→ **STATED GOAL 1**
List every service that the post about the Optimum commercial says Optimum provides.
→ **STATED GOAL 2**
Continue the post about the Optimum commercial from its final sentence onward.

→ **EXCERPT PROVIDED**
———

Optimum is an internet/TV/phone company that routinely gives me such lousy service that I often have to write Mr. Blog’s Tepid Ride from the gas station down the street. (And it shows- the Editors.)

They are running very annoying commercials at all hours of the day touting their excellent service. Ironically, their service is so bad I can only see those commercials when I am at the home of anyone else with better internet. Or at the gas station. I get better service stealing the gas station unsecured Wi-Fi than I do at home from Optimum.

The commercial begins with very serious-seeming people working on very serious-seeming stuff in a very serious setting that looks like NASA in every film you have ever seen.

The real NASA has technology about two decades older. That's true.

The real NASA has technology about two decades older. That’s true.

How serious is this? It is so serious that these people have their fingers on the nuclear button! We’re through the looking glass, people.

gamma 0

Finally, they intone “Gamma is a go. Go for Gamma.” They turn their keys, push their buttons, and jump up and celebrate as the warheads launch towards North Korea. Finally, Kim Jung-un, it is put up or shut up time. No, no, not really.

They turn their keys, push their buttons, and jump up and celebrate as an old woman and a baby appear on their screens.

gamma 1

The woman then appears to have a stroke, making faces and odd clicking sounds at the baby, who seems to take delight in the old woman’s senility. Seriously, the woman seems less like she is trying to amuse the baby and more like she is sucking a lemon seed through a straw.

gamma 2

If this kid could talk he'd be calling 911.

———

→ **RECORDED DATA**
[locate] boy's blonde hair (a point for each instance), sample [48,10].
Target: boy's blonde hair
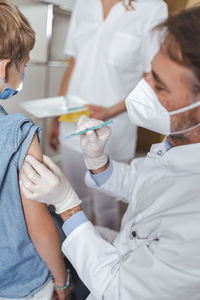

———

→ **EXERCISE ANSWER 1**
Internet, TV, phone

→ **EXERCISE ANSWER 2**
If this kid could talk he’d be calling 911.

The voice-over comes on and asks “Did we do all that just so you could make silly faces with Gamma?” Before you can say “how the heck do I know?” the voice-over answers “yes we did.”

Ah gotcha, they developed a high-tech system so you can do whatever you want, even terrorize your grandkid. Nice. Cool. WAAAAAIT A MINUTE.

Who is this ad aimed at? “Did we do all that just so you could make silly faces with Gamma?” Listen to the commercial, he emphasizes you. He’s talking to you.
So who is Gamma? I, and everyone else, assumes that Gamma is the old woman, Gamma being a cutesy way of saying Grandma.

So the voiceover is saying “Did we do all that just so you could make silly faces with your grandmother?”

The kid. They are talking to the kid. Optimum is telling all the babies in the audience, all the babies who pay their household’s cable bills, to switch to Optimum so they can see funny faces from grandma. This commercial is directed at infants.

Did Optimum really make a commercial for the babies who pay internet bills demographic?
The question is Imponderable.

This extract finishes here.